◆ **Things to do**
(A) Quote the stretch of the PPF surgery passage from "The technical difficulty" through "impede patient wellness.".
(B) Which author groups does the PPF surgery passage cite by name?

◆ **Passage to read**
━━━━━━━━━━━━━━━━━━━━
The technical difficulty of PPF surgery is noted pervasively in literature. For example, Platzer et al2 notes that techniques of fracture fixation often need to be modified due to poor bone conditions. For patients to achieve their pre-fracture mobility, flexibility, and comfort after a difficult procedure, thoughtful research and care are required to decrease the rates of complications that may impede patient wellness.

Much research, many with differing results, has been carried out to look for complication and mortality rates in PPF related to total hip replacements. Despite the generally-held opinion that hip fractures should be fixed as soon as possible in elderly patients,27 Zuckerman et al21 cites studies by Davis et al28 and Kenzora et al29 that suggest increased mortality rate in patients who had undergone surgery within one or two days, respectively, while concluding themselves that delay of more than 2 days increased mortality in patients with hip fractures. Orosz et al.,19 on the other hand, states that there is no association between mortality and delay in surgery. Amidst this contentious topic in orthopedics, there exists no research on the effect of time to surgery on postoperative infection and DVT rates of PPF related to TKA.

In this study, we retrospectively analyzed the postoperative infection and DVT rates of patients in the ACS NSQIP database who underwent PPF surgery related to TKA. Similar to the secondary finding of Zuckerman et al21 that showed no correlation between postoperative complications and operative delay in patients with hip fractures, we found no statistically significant difference between the ≤2 days group and the >2 days group in any of these complications. This finding may imply that with regard to rates of postoperative infections and DVT, there is no negative consequence of delaying operations in order to better stabilize patients.19 However, our study did find that a significantly higher proportion of patients in the >2 days group received blood transfusions intraoperatively compared to those in the ≤2 days group (57.5% vs 32.4%; p = 0.0013). Such results may indicate more difficult surgical cases with higher volume of patients with acute medical conditions in the >2 days cohort.21 We believe patients who were operated on after more than 2 days had significant comorbidities, including preoperative anemia. Hence they were not in optimal condition to undergo surgery earlier and needed more transfusions postoperatively.
━━━━━━━━━━━━━━━━━━━━
◆ **Given data**
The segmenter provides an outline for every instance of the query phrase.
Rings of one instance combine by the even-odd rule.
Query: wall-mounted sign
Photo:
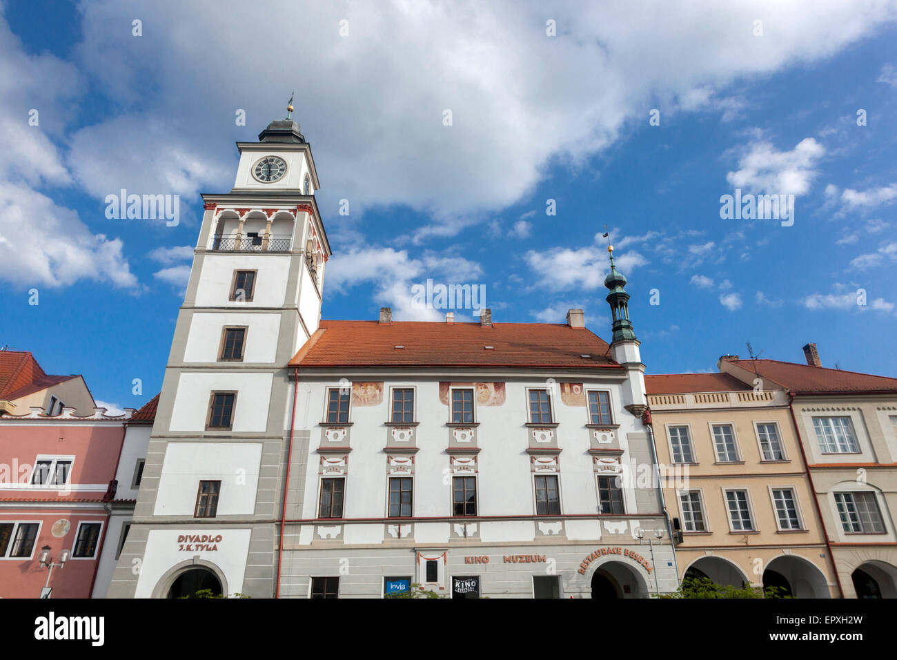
━━━━━━━━━━━━━━━━━━━━
◆ **Responses by task**
(A)
The technical difficulty of PPF surgery is noted pervasively in literature. For example, Platzer et al2 notes that techniques of fracture fixation often need to be modified due to poor bone conditions. For patients to achieve their pre-fracture mobility, flexibility, and comfort after a difficult procedure, thoughtful research and care are required to decrease the rates of complications that may impede patient wellness.

(B) Platzer et al, Zuckerman et al, Davis et al, Kenzora et al, Orosz et al